Task material ->
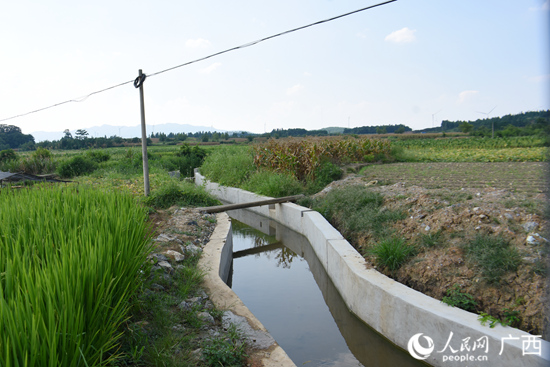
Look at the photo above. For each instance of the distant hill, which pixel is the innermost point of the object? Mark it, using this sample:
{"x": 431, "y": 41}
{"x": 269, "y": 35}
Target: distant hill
{"x": 523, "y": 119}
{"x": 334, "y": 130}
{"x": 125, "y": 131}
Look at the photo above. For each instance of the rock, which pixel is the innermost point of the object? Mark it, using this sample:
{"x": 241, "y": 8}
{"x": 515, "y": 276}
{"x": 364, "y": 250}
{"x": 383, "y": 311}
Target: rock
{"x": 165, "y": 265}
{"x": 205, "y": 316}
{"x": 193, "y": 249}
{"x": 157, "y": 257}
{"x": 157, "y": 287}
{"x": 174, "y": 255}
{"x": 535, "y": 239}
{"x": 178, "y": 328}
{"x": 184, "y": 306}
{"x": 530, "y": 226}
{"x": 175, "y": 174}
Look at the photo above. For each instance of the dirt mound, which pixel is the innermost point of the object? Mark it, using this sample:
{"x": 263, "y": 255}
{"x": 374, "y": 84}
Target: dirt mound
{"x": 440, "y": 222}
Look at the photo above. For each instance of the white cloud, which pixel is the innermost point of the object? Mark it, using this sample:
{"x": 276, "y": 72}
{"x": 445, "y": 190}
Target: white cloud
{"x": 211, "y": 68}
{"x": 540, "y": 78}
{"x": 544, "y": 7}
{"x": 401, "y": 36}
{"x": 198, "y": 43}
{"x": 294, "y": 89}
{"x": 467, "y": 94}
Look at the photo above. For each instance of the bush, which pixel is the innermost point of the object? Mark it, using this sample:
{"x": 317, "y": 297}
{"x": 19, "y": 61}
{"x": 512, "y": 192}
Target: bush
{"x": 42, "y": 153}
{"x": 229, "y": 165}
{"x": 324, "y": 175}
{"x": 7, "y": 155}
{"x": 183, "y": 194}
{"x": 392, "y": 252}
{"x": 456, "y": 298}
{"x": 98, "y": 156}
{"x": 355, "y": 210}
{"x": 273, "y": 184}
{"x": 76, "y": 166}
{"x": 494, "y": 255}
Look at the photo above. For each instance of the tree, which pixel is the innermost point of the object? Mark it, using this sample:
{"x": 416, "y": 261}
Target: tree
{"x": 466, "y": 127}
{"x": 81, "y": 134}
{"x": 12, "y": 137}
{"x": 68, "y": 134}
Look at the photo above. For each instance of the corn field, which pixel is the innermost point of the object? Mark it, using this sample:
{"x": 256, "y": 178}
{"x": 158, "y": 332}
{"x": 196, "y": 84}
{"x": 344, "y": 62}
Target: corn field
{"x": 70, "y": 260}
{"x": 302, "y": 157}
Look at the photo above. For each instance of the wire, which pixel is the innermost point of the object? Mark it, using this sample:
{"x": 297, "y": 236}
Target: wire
{"x": 273, "y": 36}
{"x": 81, "y": 99}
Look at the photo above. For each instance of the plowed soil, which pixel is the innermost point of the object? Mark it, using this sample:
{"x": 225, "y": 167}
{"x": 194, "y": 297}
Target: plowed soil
{"x": 458, "y": 201}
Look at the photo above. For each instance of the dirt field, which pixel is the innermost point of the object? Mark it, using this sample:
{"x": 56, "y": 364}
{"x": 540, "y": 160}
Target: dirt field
{"x": 527, "y": 177}
{"x": 454, "y": 202}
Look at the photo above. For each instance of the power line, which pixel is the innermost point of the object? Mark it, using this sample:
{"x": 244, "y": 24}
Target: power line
{"x": 273, "y": 36}
{"x": 81, "y": 99}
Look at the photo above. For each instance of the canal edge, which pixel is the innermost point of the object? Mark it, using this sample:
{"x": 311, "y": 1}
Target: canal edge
{"x": 215, "y": 262}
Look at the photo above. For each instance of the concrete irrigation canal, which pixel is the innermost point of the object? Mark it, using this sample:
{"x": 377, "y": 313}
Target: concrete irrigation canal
{"x": 278, "y": 276}
{"x": 341, "y": 313}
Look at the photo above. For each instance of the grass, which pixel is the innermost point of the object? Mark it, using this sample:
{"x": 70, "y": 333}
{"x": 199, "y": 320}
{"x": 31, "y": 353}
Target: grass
{"x": 69, "y": 263}
{"x": 494, "y": 255}
{"x": 392, "y": 252}
{"x": 355, "y": 210}
{"x": 456, "y": 298}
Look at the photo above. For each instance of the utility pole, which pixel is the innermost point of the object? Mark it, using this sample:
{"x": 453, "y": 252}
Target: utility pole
{"x": 138, "y": 83}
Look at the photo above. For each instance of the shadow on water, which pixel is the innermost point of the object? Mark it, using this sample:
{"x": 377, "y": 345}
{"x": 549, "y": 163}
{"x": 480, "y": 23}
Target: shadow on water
{"x": 272, "y": 274}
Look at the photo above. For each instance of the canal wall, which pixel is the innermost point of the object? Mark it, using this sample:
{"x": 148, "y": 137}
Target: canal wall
{"x": 394, "y": 310}
{"x": 216, "y": 262}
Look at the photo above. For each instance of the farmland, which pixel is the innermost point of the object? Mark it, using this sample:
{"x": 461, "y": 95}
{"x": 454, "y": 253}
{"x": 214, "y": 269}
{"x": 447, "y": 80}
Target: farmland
{"x": 434, "y": 177}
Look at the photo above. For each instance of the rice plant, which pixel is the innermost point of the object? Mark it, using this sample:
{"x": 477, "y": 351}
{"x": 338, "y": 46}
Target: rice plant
{"x": 70, "y": 260}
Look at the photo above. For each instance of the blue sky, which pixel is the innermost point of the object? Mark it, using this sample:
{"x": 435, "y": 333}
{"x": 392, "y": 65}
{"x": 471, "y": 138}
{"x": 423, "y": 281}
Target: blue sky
{"x": 408, "y": 62}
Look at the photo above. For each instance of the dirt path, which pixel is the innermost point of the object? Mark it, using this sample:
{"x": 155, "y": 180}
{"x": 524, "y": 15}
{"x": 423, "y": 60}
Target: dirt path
{"x": 519, "y": 176}
{"x": 447, "y": 206}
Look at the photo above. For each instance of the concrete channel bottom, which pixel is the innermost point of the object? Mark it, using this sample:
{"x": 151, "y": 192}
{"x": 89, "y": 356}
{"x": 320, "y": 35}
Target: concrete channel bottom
{"x": 212, "y": 262}
{"x": 434, "y": 332}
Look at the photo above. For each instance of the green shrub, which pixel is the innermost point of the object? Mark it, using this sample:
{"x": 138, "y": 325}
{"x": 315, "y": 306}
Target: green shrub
{"x": 225, "y": 352}
{"x": 273, "y": 184}
{"x": 42, "y": 153}
{"x": 355, "y": 210}
{"x": 76, "y": 166}
{"x": 183, "y": 194}
{"x": 431, "y": 239}
{"x": 326, "y": 173}
{"x": 456, "y": 298}
{"x": 98, "y": 156}
{"x": 229, "y": 165}
{"x": 7, "y": 155}
{"x": 494, "y": 255}
{"x": 392, "y": 252}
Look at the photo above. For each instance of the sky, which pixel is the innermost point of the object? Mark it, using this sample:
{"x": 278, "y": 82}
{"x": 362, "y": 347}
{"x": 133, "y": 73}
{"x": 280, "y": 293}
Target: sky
{"x": 411, "y": 62}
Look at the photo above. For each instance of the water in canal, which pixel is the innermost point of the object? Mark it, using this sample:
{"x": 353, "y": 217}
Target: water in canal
{"x": 279, "y": 278}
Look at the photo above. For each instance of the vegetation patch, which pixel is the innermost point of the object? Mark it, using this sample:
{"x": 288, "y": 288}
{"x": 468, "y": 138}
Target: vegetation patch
{"x": 456, "y": 298}
{"x": 182, "y": 194}
{"x": 392, "y": 252}
{"x": 70, "y": 260}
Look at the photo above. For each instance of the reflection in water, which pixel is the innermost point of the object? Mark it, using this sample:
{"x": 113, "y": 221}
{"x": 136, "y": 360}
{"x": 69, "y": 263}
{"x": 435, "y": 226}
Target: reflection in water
{"x": 304, "y": 313}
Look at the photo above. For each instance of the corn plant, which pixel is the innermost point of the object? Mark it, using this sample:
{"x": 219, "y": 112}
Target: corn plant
{"x": 301, "y": 158}
{"x": 70, "y": 260}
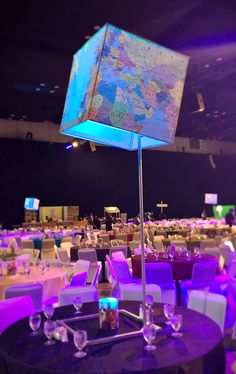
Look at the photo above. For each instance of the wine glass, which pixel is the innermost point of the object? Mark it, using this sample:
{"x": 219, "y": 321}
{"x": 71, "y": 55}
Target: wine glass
{"x": 169, "y": 310}
{"x": 149, "y": 334}
{"x": 35, "y": 322}
{"x": 80, "y": 341}
{"x": 49, "y": 329}
{"x": 171, "y": 255}
{"x": 28, "y": 271}
{"x": 48, "y": 310}
{"x": 77, "y": 302}
{"x": 176, "y": 323}
{"x": 188, "y": 254}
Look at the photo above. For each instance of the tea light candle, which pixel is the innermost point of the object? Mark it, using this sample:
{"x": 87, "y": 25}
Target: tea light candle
{"x": 108, "y": 313}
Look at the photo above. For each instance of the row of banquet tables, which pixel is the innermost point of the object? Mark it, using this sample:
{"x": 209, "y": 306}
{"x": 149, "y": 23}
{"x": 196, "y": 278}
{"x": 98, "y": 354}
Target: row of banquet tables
{"x": 199, "y": 349}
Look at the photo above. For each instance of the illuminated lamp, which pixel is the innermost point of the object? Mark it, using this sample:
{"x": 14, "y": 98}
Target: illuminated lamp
{"x": 125, "y": 91}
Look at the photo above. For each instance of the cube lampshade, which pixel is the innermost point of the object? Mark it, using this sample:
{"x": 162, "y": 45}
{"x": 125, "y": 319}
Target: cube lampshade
{"x": 122, "y": 87}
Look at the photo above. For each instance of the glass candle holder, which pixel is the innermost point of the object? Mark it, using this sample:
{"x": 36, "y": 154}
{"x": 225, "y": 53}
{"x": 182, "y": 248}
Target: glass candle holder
{"x": 108, "y": 313}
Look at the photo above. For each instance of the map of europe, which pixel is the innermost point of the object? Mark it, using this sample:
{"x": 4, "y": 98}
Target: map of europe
{"x": 127, "y": 82}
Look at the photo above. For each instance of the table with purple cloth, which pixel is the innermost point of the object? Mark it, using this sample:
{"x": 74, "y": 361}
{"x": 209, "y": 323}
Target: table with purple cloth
{"x": 198, "y": 351}
{"x": 101, "y": 255}
{"x": 181, "y": 266}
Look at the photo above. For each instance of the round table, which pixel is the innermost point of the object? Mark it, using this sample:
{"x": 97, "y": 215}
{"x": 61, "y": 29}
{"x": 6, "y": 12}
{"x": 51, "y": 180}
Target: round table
{"x": 199, "y": 350}
{"x": 181, "y": 266}
{"x": 101, "y": 256}
{"x": 52, "y": 280}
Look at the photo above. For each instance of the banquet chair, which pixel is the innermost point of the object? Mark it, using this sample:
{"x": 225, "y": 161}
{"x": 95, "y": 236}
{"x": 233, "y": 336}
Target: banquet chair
{"x": 34, "y": 290}
{"x": 62, "y": 255}
{"x": 78, "y": 239}
{"x": 203, "y": 276}
{"x": 118, "y": 248}
{"x": 67, "y": 239}
{"x": 122, "y": 237}
{"x": 67, "y": 246}
{"x": 81, "y": 266}
{"x": 207, "y": 243}
{"x": 13, "y": 309}
{"x": 87, "y": 294}
{"x": 23, "y": 260}
{"x": 48, "y": 251}
{"x": 161, "y": 274}
{"x": 90, "y": 255}
{"x": 137, "y": 251}
{"x": 52, "y": 262}
{"x": 27, "y": 244}
{"x": 210, "y": 304}
{"x": 135, "y": 292}
{"x": 133, "y": 244}
{"x": 79, "y": 279}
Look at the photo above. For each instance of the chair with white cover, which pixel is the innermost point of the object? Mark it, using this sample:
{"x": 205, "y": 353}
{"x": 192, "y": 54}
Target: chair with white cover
{"x": 203, "y": 276}
{"x": 27, "y": 244}
{"x": 78, "y": 239}
{"x": 81, "y": 266}
{"x": 67, "y": 246}
{"x": 90, "y": 255}
{"x": 48, "y": 251}
{"x": 62, "y": 255}
{"x": 23, "y": 260}
{"x": 207, "y": 243}
{"x": 13, "y": 309}
{"x": 135, "y": 292}
{"x": 161, "y": 274}
{"x": 210, "y": 304}
{"x": 86, "y": 293}
{"x": 67, "y": 239}
{"x": 34, "y": 290}
{"x": 138, "y": 251}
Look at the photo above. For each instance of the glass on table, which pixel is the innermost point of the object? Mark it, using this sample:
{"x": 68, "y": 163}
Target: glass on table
{"x": 49, "y": 328}
{"x": 189, "y": 255}
{"x": 35, "y": 322}
{"x": 149, "y": 334}
{"x": 169, "y": 311}
{"x": 78, "y": 303}
{"x": 80, "y": 341}
{"x": 176, "y": 323}
{"x": 48, "y": 310}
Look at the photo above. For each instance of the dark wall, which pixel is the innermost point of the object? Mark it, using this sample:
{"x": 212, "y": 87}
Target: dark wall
{"x": 106, "y": 177}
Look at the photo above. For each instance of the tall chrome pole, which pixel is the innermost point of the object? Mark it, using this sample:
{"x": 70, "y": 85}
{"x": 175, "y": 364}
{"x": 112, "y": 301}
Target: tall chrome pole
{"x": 140, "y": 175}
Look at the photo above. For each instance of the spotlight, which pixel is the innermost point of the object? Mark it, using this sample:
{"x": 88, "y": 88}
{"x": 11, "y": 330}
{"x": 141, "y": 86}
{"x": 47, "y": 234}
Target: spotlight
{"x": 75, "y": 144}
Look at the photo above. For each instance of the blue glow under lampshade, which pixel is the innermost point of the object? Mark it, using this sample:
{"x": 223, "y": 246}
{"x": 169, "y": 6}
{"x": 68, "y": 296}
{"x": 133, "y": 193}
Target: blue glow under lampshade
{"x": 122, "y": 87}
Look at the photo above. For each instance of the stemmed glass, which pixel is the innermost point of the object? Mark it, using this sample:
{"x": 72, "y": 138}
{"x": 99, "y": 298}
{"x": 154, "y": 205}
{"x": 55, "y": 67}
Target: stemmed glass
{"x": 149, "y": 334}
{"x": 176, "y": 323}
{"x": 35, "y": 322}
{"x": 188, "y": 254}
{"x": 78, "y": 303}
{"x": 48, "y": 310}
{"x": 28, "y": 271}
{"x": 80, "y": 341}
{"x": 169, "y": 310}
{"x": 49, "y": 329}
{"x": 171, "y": 255}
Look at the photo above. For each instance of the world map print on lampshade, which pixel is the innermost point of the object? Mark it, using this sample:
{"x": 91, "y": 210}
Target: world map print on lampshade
{"x": 121, "y": 87}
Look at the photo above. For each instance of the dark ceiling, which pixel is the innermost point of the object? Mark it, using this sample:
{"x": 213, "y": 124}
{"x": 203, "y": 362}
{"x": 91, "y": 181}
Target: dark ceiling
{"x": 38, "y": 39}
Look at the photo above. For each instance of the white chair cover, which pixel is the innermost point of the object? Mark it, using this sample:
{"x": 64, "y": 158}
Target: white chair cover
{"x": 13, "y": 309}
{"x": 161, "y": 274}
{"x": 210, "y": 304}
{"x": 34, "y": 290}
{"x": 87, "y": 294}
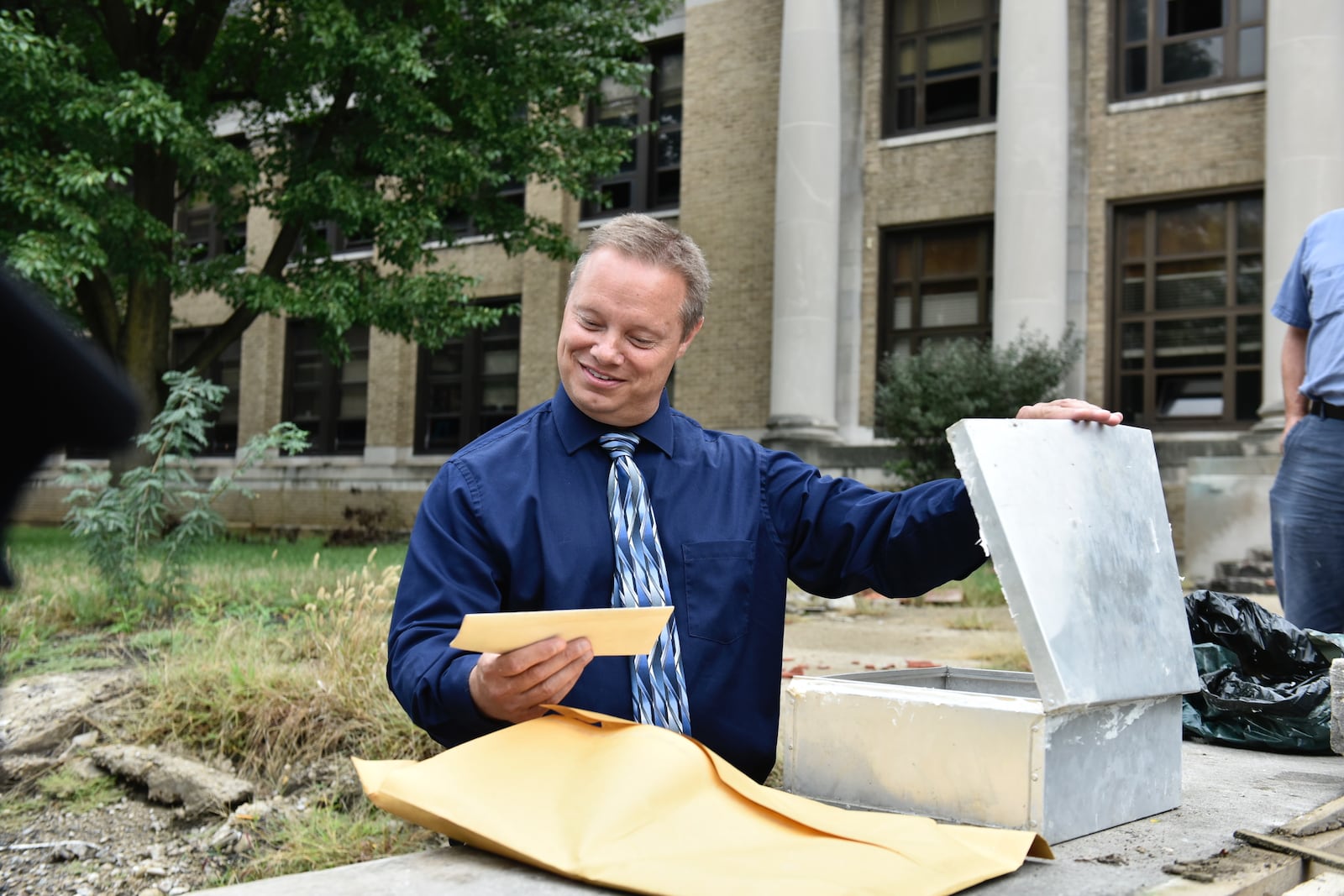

To do ->
Which lines above contain the word "cube"? List each of them in full.

Result for this task ->
Look at the photo above. For each instance of the cube lampshade, which pixel is the innermost point of the object? Mark it, using this sample:
Target: cube lampshade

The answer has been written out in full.